▶ Stated task: Copy out the records below word for word, starting at the line that contains "query (the noun phrase to segment): circular" and going through the end of the records, with both of those end lines included.

▶ Recorded data:
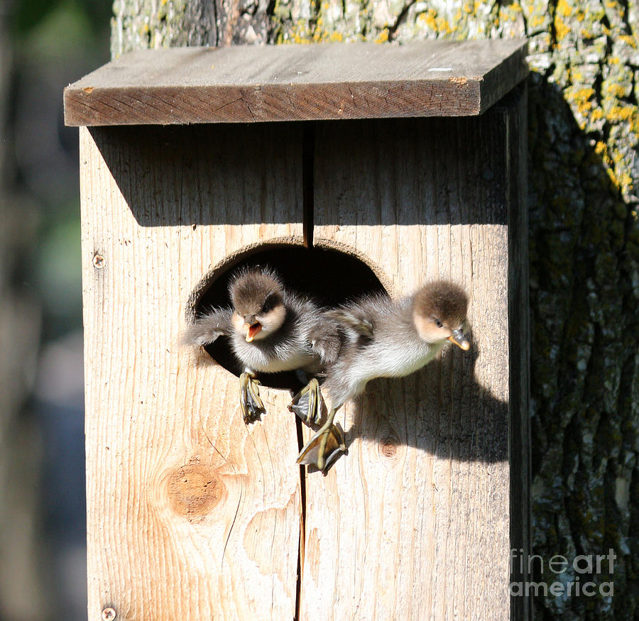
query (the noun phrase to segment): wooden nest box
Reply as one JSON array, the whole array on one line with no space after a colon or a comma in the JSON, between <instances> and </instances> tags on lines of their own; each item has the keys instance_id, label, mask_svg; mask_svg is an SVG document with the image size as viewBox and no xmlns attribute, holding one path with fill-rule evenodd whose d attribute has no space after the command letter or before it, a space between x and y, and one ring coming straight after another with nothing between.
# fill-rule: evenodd
<instances>
[{"instance_id":1,"label":"wooden nest box","mask_svg":"<svg viewBox=\"0 0 639 621\"><path fill-rule=\"evenodd\" d=\"M525 55L157 50L66 89L90 620L527 617L508 588L529 530ZM338 414L348 453L308 473L290 378L245 425L228 348L180 345L247 264L327 304L452 279L472 348L371 382Z\"/></svg>"}]
</instances>

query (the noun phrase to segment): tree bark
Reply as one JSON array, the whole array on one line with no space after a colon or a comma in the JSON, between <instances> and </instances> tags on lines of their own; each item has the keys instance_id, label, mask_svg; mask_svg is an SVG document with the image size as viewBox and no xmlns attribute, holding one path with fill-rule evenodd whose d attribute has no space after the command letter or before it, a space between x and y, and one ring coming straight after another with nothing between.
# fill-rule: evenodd
<instances>
[{"instance_id":1,"label":"tree bark","mask_svg":"<svg viewBox=\"0 0 639 621\"><path fill-rule=\"evenodd\" d=\"M158 6L158 5L160 5ZM539 619L639 612L639 11L626 1L119 0L112 52L414 38L530 38L533 551L616 555L597 590L540 597ZM587 578L586 578L586 576Z\"/></svg>"}]
</instances>

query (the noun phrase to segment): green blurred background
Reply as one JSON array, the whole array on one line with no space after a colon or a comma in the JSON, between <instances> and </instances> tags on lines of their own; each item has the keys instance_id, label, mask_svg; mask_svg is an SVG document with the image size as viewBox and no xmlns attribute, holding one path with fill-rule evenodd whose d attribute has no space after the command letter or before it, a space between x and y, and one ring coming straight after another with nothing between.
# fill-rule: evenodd
<instances>
[{"instance_id":1,"label":"green blurred background","mask_svg":"<svg viewBox=\"0 0 639 621\"><path fill-rule=\"evenodd\" d=\"M86 618L77 129L109 0L0 0L0 619Z\"/></svg>"}]
</instances>

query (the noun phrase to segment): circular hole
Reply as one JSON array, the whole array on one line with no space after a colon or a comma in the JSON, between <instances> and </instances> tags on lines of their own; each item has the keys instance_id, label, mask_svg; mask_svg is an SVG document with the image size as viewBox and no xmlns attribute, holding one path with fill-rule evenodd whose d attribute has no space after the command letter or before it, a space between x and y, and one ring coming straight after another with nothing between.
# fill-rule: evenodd
<instances>
[{"instance_id":1,"label":"circular hole","mask_svg":"<svg viewBox=\"0 0 639 621\"><path fill-rule=\"evenodd\" d=\"M239 268L257 266L275 270L288 288L323 306L337 306L367 293L386 292L373 270L356 256L333 248L275 244L251 251L217 270L202 287L193 307L195 315L230 306L229 282L234 274ZM238 377L244 370L226 337L205 348L216 362ZM297 390L301 387L293 372L259 373L258 378L271 388Z\"/></svg>"}]
</instances>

▶ The completed task:
query (the noun phrase to segment): circular hole
Reply as one JSON array, the whole array on one line with no space after a colon or a comma in the JSON, between <instances> and </instances> tags on lines of their own; each item has the keys instance_id, label, mask_svg; mask_svg is an SVG document with the image size as viewBox and no xmlns attribute, holding one path with fill-rule evenodd whose d attribute has no space after the command letter or before it, a space between x and y, and one ring coming straight after another with nothing between.
# fill-rule: evenodd
<instances>
[{"instance_id":1,"label":"circular hole","mask_svg":"<svg viewBox=\"0 0 639 621\"><path fill-rule=\"evenodd\" d=\"M239 268L257 266L275 270L288 288L323 306L337 306L367 293L386 292L373 270L356 256L333 248L275 244L251 251L217 270L202 287L193 307L195 315L230 306L229 282L234 274ZM238 377L244 370L226 337L205 348L216 362ZM297 390L301 387L293 372L259 373L258 378L271 388Z\"/></svg>"}]
</instances>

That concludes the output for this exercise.